| ACTIONS TO TAKE |
1/ In the excerpt about the war in the Donbas, why do Zelenskyy's critics oppose holding elections in the Donbas before Ukraine has full control of the region? Answer in one to three sentences.
2/ Take the excerpt about the war in the Donbas further, starting right after its last sentence.

Among those gambits, Zelenskyy has authorized the unilateral withdrawal of Ukrainian forces from some front-line positions. He also agreed in principle to hold elections in the Donbas—a long-standing Russian requirement to resume negotiations.

Zelenskyy’s efforts to break the war’s stalemate spurred peaceful protests across Ukraine and a nationwide “anti-capitulation” movement. War veterans, in particular, have been outspoken in their opposition to Zelenskyy’s peace plans, demanding that he not hold elections in the Donbas until all Russian troops have left the contested territory. 

If elections are held before Ukraine has full control of the Donbas, Zelenskyy’s critics contend, then Russia can influence the vote in support of its preferred candidates, giving the Kremlin virtual voting rights in Ukraine’s national legislature.

Prior to the pandemic, Zelenskyy had made some progress in negotiations with Moscow. Notably, the Ukrainian president met with Russian President Vladimir Putin for peace talks in Paris on Dec. 9. 

However, the revamped peace talks have since largely stalled as both Kyiv and Moscow focus on the domestic economic exigencies of the coronavirus pandemic. Also, some say that Putin has opted to exploit the coronavirus pandemic for geopolitical gain, rather than make compromises with Zelenskyy for the sake of peace in the Donbas.

“Putin uses the coronavirus crisis to advance his pawns on the international chessboard,” Van Herpen said. “He has already asked the West to end the sanctions—without any effort from his side.”

The view from both Washington and Kyiv is that Russia is responsible for the ongoing bloodshed in the Donbas.

“The full and comprehensive implementation of the cease-fire that the Normandy leaders agreed to at the Dec. 9 summit clearly has not materialized,” said Gilmore, the U.S. ambassador to the OSCE.

“As always, it is civilians who pay the greatest price for Russia’s aggression in the Donbas,” Gilmore added.

Moscow, for its part, says Kyiv has failed to implement its end of the Dec. 9 deal by not adopting constitutional changes to grant Russia’s proxy territories “special status” within Ukraine.

“We pointed out that one of the key provisions of the Minsk agreements concerns ensuring the special status of the Donbas as part of Ukraine. This is the goal and basis of efforts to resolve the conflict,” Russian Foreign Minister Sergey Lavrov told journalists in Moscow last week, the Russian news agency TASS reported.

The Course of History

The trench war stalemate in eastern Ukraine has developed into a volatile standoff, in which Europe’s two-largest standing land armies, in terms of manpower, exchange daily fire. The conflict is always prone to escalation, and it remains a threat to regional peace.

| DATA SHOWN |
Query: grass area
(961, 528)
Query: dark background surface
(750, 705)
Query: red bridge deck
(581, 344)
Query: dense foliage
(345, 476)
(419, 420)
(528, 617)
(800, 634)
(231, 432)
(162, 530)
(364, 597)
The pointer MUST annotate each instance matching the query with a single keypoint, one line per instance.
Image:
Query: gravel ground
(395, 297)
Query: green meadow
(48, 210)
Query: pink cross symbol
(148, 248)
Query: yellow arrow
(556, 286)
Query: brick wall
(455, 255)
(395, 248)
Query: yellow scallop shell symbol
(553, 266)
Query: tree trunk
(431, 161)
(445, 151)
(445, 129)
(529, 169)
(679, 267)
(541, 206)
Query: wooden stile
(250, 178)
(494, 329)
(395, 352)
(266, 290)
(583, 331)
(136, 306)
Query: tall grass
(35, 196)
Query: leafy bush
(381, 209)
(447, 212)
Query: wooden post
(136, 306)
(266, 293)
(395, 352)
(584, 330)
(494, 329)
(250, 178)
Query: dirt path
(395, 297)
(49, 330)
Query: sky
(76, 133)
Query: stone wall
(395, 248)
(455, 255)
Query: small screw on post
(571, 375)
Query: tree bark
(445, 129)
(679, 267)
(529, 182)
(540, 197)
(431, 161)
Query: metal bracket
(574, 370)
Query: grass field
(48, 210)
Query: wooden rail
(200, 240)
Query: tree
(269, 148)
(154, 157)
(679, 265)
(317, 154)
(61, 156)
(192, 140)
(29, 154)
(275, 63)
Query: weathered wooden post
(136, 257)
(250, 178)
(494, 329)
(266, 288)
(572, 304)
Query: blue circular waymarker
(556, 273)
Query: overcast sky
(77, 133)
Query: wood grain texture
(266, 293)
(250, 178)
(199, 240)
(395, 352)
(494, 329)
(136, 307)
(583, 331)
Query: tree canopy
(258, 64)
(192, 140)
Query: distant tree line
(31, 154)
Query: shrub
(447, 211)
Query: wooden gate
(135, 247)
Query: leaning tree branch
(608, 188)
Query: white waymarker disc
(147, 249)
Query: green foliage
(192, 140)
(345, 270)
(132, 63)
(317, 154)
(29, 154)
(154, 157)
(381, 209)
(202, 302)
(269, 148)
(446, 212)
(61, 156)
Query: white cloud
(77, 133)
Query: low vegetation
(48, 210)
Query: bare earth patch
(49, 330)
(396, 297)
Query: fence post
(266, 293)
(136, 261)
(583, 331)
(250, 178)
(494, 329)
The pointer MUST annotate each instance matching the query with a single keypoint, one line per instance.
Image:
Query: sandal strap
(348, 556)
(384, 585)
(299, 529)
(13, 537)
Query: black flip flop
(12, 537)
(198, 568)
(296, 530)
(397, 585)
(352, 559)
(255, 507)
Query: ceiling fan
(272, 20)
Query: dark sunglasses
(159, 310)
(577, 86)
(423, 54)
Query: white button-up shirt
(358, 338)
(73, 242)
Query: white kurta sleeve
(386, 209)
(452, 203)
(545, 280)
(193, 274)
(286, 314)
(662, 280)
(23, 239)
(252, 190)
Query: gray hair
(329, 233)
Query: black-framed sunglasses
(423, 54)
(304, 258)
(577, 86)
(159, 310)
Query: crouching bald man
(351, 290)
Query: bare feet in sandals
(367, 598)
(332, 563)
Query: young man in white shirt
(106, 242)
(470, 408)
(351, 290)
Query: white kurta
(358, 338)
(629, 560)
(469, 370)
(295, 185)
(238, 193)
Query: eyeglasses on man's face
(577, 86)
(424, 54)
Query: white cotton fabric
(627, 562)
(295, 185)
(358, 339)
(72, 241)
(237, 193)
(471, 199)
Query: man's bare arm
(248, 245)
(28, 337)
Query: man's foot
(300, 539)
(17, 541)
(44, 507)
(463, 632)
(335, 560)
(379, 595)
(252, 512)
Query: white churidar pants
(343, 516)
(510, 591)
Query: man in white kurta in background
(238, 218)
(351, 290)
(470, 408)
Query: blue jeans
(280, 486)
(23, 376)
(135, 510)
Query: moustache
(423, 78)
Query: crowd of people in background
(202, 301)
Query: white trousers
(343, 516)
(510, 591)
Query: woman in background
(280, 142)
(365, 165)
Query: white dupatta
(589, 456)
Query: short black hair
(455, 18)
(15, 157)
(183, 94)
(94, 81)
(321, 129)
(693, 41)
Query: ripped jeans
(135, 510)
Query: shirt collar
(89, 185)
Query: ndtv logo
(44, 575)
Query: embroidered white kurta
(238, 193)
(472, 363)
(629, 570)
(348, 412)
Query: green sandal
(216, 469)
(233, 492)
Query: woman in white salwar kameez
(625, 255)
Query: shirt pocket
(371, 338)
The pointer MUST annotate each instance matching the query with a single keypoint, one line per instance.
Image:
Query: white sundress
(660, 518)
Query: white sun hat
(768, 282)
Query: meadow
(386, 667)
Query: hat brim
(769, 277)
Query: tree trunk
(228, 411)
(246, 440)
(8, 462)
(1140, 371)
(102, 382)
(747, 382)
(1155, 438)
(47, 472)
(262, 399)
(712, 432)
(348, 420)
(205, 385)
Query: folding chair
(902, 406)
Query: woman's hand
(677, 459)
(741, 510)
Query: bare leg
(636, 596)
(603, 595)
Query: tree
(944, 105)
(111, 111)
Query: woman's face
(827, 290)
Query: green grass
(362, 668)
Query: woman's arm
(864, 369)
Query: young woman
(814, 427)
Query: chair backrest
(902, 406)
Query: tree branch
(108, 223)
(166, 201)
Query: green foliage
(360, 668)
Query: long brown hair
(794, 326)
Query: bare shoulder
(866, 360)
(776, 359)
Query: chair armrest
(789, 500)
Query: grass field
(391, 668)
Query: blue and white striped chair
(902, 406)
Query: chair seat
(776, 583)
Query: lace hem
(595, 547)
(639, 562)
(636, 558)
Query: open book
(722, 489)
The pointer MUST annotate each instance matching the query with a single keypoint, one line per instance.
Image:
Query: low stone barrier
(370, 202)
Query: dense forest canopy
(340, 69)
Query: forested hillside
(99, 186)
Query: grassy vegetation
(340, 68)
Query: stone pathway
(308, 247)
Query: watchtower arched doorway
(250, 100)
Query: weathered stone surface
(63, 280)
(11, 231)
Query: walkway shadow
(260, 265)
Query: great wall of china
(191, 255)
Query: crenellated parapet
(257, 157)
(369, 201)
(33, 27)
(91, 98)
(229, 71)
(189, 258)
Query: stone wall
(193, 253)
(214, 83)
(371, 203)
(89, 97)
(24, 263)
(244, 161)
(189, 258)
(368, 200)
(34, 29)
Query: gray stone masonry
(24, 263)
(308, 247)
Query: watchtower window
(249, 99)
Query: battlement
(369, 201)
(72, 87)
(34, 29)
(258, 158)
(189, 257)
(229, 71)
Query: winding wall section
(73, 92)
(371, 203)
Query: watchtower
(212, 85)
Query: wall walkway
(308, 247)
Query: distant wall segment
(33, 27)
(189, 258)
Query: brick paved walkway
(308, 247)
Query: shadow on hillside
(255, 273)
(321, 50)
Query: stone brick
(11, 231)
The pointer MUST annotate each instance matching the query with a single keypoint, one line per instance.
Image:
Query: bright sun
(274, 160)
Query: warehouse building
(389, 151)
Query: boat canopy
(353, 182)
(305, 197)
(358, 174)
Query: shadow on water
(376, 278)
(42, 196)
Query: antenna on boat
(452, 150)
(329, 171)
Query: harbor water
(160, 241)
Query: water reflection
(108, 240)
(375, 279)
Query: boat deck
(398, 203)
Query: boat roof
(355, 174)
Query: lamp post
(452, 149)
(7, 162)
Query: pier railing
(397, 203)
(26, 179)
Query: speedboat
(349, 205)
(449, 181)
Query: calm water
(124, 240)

| TASK-BY-TASK OUTPUTS |
1/ The critics contend that if elections are held before Ukraine fully controls the Donbas, Russia can influence the vote in favor of its preferred candidates. That would give the Kremlin virtual voting rights in Ukraine's national legislature.

2/
Last week, for example, Ukrainian forces took part in a targeted strike to destroy an SUV that the Ukrainian military said was carrying several combined Russian-separatist commanders.

Ukraine has about 40,000 military personnel, supported by heavy artillery and armor, forward deployed to the Donbas. Those forces comprise some 10 army brigades in addition to air defense units, aviation units, and support personnel.

Ukraine’s strategic military doctrine identifies Russia as the country’s top security threat. Kyiv is rebuilding its military with the specific objective of defending against a Russian invasion. 

To that end, Ukraine fields 250,000 active-duty soldiers—second only to Russia in manpower among European militaries. 

Due to the Russian threat, NATO has rearmed and reinforced its eastern flank with rotating military forces. The Western alliance also has stepped up the pace of its military exercises to match that of the Cold War era. 

Altogether, Eastern Europe since 2014 has become the most rapidly militarizing region on earth, as measured by annual defense spending increases. In short, the overall military balance of power in Europe has shifted radically in six years. 

And, for now, it looks like the coronavirus pandemic won’t alter the current course of history.

“In the post-COVID19 world, the importance of deterring Russia in Europe will remain high for the U.S.,” said Marcin Terlikowski, head of the International Security Program at the Polish Institute of International Affairs. “So the importance of maintaining a good transatlantic relationship will stay an important political goal for Europe.”